### Task prompt
Say whether each of these statements agrees with the forum thread about ordering a 4K TV, answering yes or no and quoting the deciding words from the thread. 1. The TV was ordered from Amazon. 2. gio12 went with the 65-inch Sony. 3. Rich says the "930" in the model number refers to the screen size.

### Supplied text
# Did it ordered a 4K TV



## camo (Apr 15, 2010)

I really wanted a great upscaler TV so after reading multiple reviews some putting less importance on what I feel is the only reason to get a 4K now with limited 4K content is the TV's ability to upscale lower resolution content. 
Anyway decided on the Sony XBR55X930D 55-Inch 4K HDR Ultra HD TV (2016 Model). Hope I'm not disappointed pricey for a 55".

Here was the review that helped make my mind up on the X930D. 
https://reviews.lcdtvbuyingguide.com/sony-lcd-tv/sony-xbr-x930d.html


----------



## Rich (Feb 22, 2007)

camo said:


> I really wanted a great upscaler TV so after reading multiple reviews some putting less importance on what I feel is the only reason to get a 4K now with limited 4K content is the TV's ability to upscale lower resolution content.
> Anyway decided on the Sony XBR55X930D 55-Inch 4K HDR Ultra HD TV (2016 Model). Hope I'm not disappointed pricey for a 55".
> 
> Here was the review that helped make my mind up on the X930D.
> https://reviews.lcdtvbuyingguide.com/sony-lcd-tv/sony-xbr-x930d.html


That "930" in the model number refers to the processor. I think that's Sony's best TV processor. Good luck.

Who did you buy it from?

Rich


----------



## Rich (Feb 22, 2007)

Here's the _*review*_ from the site I used when I bought my 4K set.

Rich


----------



## camo (Apr 15, 2010)

Rich said:


> That "930" in the model number refers to the processor. I think that's Sony's best TV processor. Good luck.
> 
> Who did you buy it from?
> 
> Rich


Ordered off Amazon. Still 9 days out for delivery I went ahead and ordered the base 2.1 Sony soundbar with builtin subwoofer 
after reading about the speakers being on the weak side. My AVR is an older Onkyo plus I'm not that critical about sound as I once was. 
I read the review you linked also.


----------



## camo (Apr 15, 2010)

Another review of the Sony x930d http://4k.com/tv/sony-x930d-x940d-4k-hdr-ultra-hd-tv-review-xbr55x930d-xbr65x930d-xbr75x940d/


----------



## gio12 (Jul 31, 2006)

Nice TV. Looked at that, but the 65" was too tall for my wall unit. So went with a LG OLED. Neighbor has a 2015 SONY and loves it and the picture is very good! Both of us came form panasonic Plasma TVs and loved the SONY picture.


----------



## Clark Kent (May 1, 2007)

Does this model come in a 75 inch?


----------



## trh (Nov 3, 2007)

Clark Kent said:


> Does this model come in a 75 inch?


Check this out. http://bfy.tw/6Zbx


----------



## jimmie57 (Jun 26, 2010)

Clark Kent said:


> Does this model come in a 75 inch?


According to their website 70" is the largest size.
http://www.samsung.com/us/video/tvs/all-products


----------



## camo (Apr 15, 2010)

jimmie57 said:


> According to their website 70" is the largest size.
> http://www.samsung.com/us/video/tvs/all-products


Its a Sony the link is Samsung. Yes it does come in 75"

### Excerpted data
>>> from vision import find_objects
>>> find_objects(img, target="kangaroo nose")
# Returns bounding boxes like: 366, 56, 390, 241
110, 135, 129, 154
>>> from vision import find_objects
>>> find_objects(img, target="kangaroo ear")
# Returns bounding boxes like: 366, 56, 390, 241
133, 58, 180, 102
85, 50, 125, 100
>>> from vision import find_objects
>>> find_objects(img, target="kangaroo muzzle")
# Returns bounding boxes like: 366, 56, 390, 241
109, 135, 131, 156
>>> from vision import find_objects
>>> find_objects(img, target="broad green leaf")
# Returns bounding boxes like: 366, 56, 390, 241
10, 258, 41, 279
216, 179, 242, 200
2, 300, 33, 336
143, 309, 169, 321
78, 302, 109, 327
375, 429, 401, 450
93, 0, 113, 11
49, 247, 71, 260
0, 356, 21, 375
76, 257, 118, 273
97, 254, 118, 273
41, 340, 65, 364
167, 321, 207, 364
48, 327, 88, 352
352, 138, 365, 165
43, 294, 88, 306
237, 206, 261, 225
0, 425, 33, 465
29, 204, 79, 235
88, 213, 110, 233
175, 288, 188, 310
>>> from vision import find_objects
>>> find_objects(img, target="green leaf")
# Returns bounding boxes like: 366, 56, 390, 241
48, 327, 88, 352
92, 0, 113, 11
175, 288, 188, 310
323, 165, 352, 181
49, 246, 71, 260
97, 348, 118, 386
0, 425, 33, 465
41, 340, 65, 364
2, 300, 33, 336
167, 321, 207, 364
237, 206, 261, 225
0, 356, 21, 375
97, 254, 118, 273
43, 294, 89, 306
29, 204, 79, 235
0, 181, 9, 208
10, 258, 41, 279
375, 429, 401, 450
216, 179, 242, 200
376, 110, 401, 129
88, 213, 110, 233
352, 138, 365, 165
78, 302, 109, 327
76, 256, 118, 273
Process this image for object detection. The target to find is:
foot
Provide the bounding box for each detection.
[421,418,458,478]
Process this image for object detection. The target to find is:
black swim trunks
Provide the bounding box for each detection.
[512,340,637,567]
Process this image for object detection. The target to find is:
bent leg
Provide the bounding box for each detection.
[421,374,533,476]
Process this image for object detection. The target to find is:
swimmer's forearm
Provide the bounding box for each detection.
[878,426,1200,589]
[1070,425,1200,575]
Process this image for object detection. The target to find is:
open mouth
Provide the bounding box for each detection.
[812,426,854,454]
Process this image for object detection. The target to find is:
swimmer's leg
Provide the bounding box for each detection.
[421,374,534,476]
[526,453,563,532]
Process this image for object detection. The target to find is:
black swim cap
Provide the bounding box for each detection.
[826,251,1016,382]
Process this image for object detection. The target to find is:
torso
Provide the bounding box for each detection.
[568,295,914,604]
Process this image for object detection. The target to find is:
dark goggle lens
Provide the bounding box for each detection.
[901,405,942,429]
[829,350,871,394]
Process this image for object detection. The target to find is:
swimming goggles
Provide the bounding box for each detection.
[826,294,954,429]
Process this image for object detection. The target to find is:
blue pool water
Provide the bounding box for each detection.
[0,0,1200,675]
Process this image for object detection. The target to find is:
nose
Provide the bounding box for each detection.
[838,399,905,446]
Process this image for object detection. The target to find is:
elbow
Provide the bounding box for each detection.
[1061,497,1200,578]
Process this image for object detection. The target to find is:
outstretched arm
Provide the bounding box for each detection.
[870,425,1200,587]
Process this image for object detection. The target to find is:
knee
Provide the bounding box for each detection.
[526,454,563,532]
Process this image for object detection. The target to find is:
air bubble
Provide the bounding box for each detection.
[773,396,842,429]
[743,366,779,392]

### Task answer
1. Yes: "Ordered off Amazon."
2. No: "the 65" was too tall for my wall unit. So went with a LG OLED."
3. No: "That "930" in the model number refers to the processor."